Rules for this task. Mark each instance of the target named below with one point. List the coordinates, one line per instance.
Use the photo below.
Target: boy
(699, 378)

--

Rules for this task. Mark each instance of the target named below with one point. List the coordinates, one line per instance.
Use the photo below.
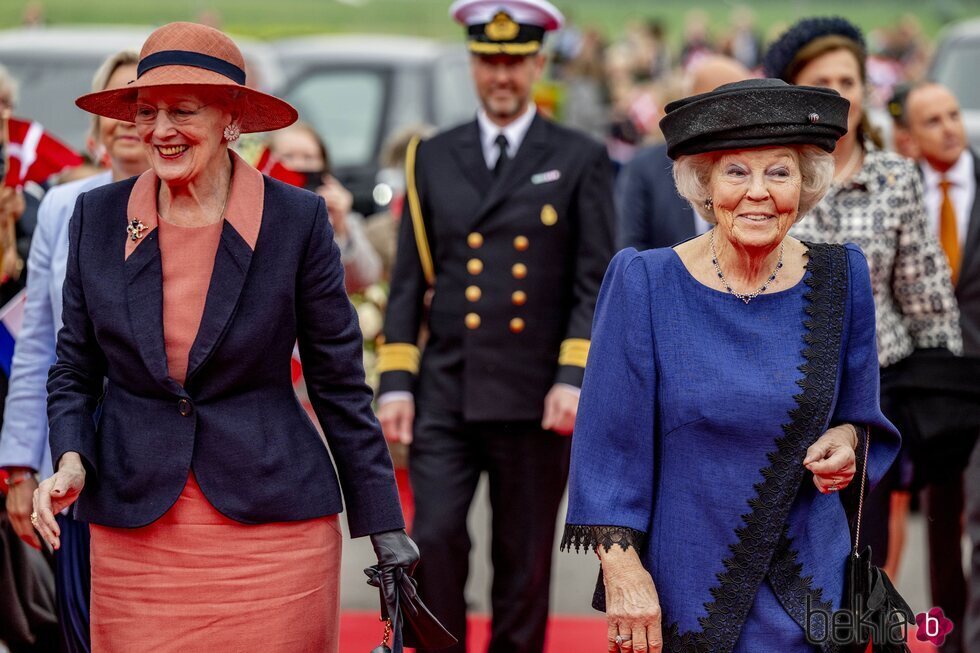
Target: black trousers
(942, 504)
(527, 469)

==

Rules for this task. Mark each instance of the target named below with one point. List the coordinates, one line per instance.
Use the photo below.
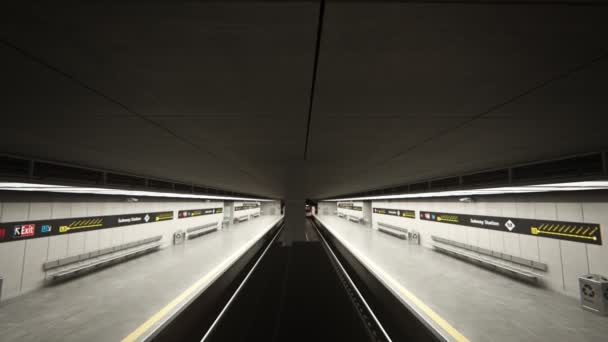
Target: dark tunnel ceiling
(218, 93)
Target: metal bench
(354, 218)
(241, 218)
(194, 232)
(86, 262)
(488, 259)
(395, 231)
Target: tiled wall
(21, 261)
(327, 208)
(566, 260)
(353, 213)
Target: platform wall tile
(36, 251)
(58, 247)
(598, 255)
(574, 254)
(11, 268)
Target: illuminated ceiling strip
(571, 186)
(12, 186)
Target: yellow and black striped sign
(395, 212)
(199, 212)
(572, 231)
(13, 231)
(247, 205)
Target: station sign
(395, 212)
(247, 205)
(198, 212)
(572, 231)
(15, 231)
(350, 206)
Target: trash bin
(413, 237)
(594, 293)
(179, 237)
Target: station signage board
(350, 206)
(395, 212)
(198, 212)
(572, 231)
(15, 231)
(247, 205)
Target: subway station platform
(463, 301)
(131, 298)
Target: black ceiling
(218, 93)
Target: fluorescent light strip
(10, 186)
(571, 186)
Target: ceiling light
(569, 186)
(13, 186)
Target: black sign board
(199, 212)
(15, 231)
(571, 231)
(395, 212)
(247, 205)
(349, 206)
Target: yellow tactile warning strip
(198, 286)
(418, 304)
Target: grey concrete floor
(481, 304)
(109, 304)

- **依頼内容**
上の項目の中から、「black」という語を含む行をすべて見つけ、各行を一字も変えずに書き写すこと。

- **この課題の結果**
Target: black trousers
Target: yellow and black striped sign
Target: black ceiling
Target: black sign board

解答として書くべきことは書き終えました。